═══ DATA EXTRACT ═══

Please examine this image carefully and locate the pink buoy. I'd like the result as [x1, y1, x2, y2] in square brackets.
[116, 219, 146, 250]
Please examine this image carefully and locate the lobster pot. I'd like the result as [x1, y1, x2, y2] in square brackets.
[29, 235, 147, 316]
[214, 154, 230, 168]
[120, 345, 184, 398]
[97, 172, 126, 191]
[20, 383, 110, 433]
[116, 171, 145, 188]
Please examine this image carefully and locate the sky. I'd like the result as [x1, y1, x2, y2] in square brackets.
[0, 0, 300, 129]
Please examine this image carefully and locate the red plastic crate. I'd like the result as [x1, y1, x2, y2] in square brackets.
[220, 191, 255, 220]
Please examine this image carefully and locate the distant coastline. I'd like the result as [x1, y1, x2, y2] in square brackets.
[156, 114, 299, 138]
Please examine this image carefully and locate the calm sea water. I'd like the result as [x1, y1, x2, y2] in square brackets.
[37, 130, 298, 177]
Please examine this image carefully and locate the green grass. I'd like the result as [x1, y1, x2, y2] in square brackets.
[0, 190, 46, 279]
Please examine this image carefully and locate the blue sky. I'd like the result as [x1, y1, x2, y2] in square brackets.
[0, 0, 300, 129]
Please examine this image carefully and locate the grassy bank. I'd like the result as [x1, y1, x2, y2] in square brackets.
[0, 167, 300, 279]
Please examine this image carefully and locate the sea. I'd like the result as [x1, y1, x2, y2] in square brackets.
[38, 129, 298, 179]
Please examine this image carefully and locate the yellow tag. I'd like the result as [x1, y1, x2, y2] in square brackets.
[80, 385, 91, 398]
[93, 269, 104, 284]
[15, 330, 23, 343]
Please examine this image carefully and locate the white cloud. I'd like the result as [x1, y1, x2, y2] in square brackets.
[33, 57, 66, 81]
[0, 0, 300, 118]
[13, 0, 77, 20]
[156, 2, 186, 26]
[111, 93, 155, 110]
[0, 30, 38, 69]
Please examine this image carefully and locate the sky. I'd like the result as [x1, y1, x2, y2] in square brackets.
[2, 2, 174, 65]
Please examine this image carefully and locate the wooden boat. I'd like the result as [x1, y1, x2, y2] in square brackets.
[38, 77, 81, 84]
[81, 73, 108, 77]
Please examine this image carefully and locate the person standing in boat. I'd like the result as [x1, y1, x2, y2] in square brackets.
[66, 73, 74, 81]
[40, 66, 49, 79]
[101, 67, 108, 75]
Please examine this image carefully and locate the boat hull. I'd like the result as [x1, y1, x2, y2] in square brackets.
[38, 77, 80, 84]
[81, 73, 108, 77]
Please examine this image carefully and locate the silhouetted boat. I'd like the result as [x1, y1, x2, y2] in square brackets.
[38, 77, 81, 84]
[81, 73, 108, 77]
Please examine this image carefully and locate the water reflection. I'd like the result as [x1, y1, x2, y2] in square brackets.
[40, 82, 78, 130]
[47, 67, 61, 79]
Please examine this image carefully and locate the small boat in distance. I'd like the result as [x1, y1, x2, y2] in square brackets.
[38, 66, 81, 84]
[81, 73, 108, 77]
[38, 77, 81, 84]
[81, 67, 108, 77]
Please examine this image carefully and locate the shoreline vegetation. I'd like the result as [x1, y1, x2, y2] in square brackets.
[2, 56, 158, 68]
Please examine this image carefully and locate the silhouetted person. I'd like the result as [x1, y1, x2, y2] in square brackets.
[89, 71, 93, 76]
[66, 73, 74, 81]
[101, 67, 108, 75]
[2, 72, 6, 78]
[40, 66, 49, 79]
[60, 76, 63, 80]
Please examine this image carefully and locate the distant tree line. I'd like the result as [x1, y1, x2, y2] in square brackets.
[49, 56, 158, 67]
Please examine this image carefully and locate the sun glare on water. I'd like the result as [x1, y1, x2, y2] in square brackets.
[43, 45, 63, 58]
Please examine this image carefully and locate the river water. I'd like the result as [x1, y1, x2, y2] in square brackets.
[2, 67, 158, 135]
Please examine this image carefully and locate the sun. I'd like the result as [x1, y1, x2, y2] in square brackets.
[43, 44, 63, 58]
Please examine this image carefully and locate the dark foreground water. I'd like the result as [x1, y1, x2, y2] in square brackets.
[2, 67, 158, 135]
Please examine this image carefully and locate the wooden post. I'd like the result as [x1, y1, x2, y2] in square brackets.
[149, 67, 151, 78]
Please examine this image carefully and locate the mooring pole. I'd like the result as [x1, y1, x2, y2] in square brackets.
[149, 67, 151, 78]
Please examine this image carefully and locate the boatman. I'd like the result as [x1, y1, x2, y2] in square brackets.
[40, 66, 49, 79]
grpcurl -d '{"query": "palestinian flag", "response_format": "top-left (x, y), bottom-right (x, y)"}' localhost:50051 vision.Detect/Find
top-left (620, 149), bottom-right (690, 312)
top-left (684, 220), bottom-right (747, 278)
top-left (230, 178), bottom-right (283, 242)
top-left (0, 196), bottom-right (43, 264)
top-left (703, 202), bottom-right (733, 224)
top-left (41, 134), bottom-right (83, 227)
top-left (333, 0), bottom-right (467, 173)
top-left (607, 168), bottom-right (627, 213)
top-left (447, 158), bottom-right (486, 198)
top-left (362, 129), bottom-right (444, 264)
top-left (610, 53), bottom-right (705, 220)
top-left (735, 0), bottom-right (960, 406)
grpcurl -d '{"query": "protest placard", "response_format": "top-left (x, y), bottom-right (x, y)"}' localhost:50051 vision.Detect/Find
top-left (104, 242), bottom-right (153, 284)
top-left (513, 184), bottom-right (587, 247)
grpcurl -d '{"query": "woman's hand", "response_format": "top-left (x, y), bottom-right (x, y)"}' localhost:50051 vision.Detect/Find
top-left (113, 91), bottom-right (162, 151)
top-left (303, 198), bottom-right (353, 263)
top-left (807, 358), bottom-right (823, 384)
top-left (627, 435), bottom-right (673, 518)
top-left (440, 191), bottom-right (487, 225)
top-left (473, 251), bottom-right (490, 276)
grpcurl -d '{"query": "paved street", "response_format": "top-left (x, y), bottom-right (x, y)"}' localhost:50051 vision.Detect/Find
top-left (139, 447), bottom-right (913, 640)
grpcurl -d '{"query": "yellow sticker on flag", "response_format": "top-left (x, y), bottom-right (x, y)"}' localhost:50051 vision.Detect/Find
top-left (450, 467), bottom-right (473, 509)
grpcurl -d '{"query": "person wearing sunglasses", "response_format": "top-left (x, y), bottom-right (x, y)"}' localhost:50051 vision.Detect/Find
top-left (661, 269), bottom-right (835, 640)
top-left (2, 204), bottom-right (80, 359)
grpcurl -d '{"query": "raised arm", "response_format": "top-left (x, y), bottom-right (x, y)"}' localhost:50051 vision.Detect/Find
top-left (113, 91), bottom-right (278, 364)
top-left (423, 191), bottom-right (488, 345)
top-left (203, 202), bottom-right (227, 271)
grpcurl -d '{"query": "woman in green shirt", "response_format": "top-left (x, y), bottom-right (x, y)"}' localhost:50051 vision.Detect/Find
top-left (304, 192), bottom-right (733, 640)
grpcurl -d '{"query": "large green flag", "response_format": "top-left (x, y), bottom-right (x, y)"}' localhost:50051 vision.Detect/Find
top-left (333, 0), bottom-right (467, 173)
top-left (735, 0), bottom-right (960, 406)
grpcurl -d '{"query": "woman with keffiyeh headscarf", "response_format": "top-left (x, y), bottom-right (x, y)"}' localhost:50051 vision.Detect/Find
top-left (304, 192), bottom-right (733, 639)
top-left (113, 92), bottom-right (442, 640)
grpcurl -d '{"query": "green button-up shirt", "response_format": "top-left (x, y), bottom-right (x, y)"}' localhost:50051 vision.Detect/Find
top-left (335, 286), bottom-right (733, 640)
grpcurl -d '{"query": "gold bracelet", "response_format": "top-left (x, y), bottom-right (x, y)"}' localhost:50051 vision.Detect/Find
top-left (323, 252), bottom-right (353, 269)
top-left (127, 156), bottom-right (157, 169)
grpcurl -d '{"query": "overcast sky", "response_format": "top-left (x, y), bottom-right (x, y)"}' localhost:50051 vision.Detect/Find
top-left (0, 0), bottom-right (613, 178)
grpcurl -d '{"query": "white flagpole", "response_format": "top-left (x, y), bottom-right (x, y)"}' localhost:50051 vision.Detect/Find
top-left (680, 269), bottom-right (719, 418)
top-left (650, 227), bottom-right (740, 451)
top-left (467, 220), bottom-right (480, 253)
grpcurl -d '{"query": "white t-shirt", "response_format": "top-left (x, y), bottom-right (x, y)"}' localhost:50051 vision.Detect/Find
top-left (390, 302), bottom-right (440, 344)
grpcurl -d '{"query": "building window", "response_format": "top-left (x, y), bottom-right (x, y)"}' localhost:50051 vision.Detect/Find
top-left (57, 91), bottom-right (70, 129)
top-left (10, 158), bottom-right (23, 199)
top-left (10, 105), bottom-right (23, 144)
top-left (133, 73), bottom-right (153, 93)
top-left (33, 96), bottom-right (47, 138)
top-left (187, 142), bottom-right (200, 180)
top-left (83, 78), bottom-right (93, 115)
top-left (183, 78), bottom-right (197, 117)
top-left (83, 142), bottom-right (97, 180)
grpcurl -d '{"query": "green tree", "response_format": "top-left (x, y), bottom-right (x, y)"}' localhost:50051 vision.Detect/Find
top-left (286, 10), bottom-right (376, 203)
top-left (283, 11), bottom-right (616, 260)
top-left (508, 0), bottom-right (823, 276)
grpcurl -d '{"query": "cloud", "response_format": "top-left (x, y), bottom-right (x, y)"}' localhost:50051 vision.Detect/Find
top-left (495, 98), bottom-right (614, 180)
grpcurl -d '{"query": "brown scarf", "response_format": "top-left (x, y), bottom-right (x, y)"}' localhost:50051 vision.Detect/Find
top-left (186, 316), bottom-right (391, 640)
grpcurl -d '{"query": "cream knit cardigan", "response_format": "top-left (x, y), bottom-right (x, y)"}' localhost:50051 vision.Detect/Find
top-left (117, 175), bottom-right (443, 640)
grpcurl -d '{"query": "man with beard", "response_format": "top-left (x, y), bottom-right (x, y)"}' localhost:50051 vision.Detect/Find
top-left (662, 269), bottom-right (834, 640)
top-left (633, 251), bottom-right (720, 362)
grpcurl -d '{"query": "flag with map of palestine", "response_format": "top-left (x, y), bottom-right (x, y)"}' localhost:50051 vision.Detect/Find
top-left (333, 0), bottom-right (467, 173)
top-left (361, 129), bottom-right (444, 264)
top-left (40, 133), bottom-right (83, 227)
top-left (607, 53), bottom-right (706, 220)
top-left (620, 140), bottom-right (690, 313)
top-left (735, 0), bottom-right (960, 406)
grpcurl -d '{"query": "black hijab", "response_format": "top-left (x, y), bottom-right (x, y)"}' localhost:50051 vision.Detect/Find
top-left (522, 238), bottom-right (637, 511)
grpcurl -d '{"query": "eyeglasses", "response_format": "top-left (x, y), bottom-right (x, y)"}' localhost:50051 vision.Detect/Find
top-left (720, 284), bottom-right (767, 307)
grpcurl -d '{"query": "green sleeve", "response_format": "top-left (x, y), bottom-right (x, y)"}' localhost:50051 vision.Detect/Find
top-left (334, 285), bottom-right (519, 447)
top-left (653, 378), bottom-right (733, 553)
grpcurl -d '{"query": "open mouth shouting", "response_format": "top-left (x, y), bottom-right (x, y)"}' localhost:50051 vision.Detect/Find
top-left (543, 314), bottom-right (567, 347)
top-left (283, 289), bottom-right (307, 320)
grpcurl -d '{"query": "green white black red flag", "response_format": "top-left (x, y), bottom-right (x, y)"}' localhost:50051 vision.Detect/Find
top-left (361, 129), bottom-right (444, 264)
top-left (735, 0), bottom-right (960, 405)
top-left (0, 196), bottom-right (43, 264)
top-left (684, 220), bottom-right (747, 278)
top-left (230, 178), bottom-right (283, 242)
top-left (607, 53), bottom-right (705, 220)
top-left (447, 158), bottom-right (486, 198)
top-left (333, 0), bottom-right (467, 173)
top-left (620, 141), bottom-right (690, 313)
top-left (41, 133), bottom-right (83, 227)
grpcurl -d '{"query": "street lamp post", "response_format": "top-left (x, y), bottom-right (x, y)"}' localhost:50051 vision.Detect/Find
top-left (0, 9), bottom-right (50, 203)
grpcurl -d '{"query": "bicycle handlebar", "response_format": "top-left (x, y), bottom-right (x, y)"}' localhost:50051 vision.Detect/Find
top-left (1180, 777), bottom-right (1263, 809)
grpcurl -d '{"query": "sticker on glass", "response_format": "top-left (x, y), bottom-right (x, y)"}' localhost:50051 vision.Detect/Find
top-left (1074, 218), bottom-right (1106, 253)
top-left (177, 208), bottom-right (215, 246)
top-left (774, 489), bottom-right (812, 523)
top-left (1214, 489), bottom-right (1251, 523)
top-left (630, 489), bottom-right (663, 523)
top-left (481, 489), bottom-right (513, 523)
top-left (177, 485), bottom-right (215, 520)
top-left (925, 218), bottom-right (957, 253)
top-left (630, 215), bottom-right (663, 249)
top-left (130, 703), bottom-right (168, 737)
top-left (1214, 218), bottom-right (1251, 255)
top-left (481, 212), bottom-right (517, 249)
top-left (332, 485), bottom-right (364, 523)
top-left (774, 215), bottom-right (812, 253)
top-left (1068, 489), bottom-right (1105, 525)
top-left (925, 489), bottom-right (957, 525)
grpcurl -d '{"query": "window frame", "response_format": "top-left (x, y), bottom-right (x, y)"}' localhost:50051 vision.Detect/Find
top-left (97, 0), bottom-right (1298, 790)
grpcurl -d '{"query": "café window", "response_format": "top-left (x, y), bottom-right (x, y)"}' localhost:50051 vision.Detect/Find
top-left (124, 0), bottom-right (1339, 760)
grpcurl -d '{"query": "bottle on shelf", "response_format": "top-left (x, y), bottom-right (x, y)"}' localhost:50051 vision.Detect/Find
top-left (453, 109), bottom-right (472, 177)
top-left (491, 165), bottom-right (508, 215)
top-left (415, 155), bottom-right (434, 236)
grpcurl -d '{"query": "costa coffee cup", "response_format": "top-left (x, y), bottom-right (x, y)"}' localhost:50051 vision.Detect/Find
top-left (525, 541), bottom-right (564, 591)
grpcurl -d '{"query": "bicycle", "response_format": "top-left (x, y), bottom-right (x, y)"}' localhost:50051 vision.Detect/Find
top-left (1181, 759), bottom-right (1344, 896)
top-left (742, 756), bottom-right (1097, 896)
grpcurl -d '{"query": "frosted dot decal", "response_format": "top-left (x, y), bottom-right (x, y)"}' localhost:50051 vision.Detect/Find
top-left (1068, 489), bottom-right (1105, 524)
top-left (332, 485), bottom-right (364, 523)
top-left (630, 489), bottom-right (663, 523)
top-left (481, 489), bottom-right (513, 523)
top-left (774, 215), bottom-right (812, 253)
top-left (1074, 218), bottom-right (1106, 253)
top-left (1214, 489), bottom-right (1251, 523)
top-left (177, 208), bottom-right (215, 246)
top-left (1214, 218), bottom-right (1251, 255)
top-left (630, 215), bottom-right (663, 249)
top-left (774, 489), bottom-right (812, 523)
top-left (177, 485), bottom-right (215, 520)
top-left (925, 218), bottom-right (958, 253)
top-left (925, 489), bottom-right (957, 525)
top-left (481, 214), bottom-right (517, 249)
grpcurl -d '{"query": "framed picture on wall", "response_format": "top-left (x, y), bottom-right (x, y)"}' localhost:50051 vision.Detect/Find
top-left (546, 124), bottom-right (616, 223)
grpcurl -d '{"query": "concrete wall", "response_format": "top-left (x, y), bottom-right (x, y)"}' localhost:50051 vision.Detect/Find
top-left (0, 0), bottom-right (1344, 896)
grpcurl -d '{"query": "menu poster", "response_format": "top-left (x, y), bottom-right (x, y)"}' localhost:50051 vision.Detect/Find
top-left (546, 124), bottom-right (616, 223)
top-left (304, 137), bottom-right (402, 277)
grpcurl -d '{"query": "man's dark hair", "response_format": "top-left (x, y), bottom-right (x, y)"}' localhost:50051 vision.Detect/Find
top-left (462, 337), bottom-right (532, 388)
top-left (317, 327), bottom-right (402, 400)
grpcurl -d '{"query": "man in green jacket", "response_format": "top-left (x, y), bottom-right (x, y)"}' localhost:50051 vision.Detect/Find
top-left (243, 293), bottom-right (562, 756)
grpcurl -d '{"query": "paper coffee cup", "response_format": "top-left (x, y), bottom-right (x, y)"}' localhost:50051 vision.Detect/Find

═══

EXERCISE BRIEF >> Please list every line in the entries above that contains the word "sticker", matching its case exactly.

RESPONSE TO THIS TASK >>
grpcurl -d '{"query": "yellow sticker on flag", "response_format": "top-left (x, y), bottom-right (x, y)"}' localhost:50051 vision.Detect/Find
grpcurl -d '{"query": "sticker on glass", "response_format": "top-left (x, y), bottom-right (x, y)"}' localhost:50051 vision.Detect/Find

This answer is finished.